» **TESTO ESTRATTO**:
========================================

Come Ecuador ed Israele destabilizzano le basi del Diritto Internazionale

misionverdad.com

Ogni volta sono sempre più gli argomenti che si accumulano a supporto della tesi di un Diritto Internazionale in franca crisi ed evidente indebolimento. In termini generali, l’inefficacia e l’inefficienza dell’ONU nel rispondere in modo concertato alle principali sfide che si presentano all’umanità sono uno dei sintomi più evidenti di questo processo decadente.

Tuttavia, i problemi vanno oltre il luogo comune che pretende assolvere da ciò l’incidenza particolare di alcuni paesi. L’inosservanza delle norme stabilite a livello internazionale da parte delle principali potenze, o di coloro che si rifanno ad esse, si è consolidata in una prassi che mina le fondamenta del rapporto internazionale.

========================================

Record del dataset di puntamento
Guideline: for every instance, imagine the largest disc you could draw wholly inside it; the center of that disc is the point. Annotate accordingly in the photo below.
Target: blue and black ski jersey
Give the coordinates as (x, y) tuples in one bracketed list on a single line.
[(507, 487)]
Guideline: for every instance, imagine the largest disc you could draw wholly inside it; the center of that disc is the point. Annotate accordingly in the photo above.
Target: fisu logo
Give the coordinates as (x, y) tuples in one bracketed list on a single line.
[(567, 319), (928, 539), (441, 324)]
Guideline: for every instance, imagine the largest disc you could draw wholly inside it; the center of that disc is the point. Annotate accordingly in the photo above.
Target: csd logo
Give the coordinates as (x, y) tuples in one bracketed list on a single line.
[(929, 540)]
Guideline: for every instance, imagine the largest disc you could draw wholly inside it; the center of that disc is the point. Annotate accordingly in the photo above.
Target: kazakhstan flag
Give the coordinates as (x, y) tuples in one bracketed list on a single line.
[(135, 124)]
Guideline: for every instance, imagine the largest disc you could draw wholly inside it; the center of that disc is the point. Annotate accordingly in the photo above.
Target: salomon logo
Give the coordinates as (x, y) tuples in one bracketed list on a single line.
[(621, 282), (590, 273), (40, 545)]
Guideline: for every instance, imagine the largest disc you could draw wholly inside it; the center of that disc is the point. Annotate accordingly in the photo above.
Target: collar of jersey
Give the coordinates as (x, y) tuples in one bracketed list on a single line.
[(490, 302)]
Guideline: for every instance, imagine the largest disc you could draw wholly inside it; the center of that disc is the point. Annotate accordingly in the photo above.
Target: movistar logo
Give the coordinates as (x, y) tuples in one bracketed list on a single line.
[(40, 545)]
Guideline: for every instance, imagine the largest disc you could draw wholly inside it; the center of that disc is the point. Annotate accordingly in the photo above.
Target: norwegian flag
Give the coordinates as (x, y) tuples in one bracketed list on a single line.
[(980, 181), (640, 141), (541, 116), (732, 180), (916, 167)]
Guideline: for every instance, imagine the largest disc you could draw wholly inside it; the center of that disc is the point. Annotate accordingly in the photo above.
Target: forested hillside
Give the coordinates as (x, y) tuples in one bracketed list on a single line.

========================================

» **SCOPO DEL COMPITO**:
Traduci in inglese questa frase del testo estratto: «In termini generali, l’inefficacia e l’inefficienza dell’ONU nel rispondere in modo concertato alle principali sfide che si presentano all’umanità sono uno dei sintomi più evidenti di questo processo decadente.»

» **ESERCIZIO RISOLTO**:
In general terms, the ineffectiveness and inefficiency of the UN in responding in a concerted way to the main challenges facing humanity are one of the most evident symptoms of this decadent process.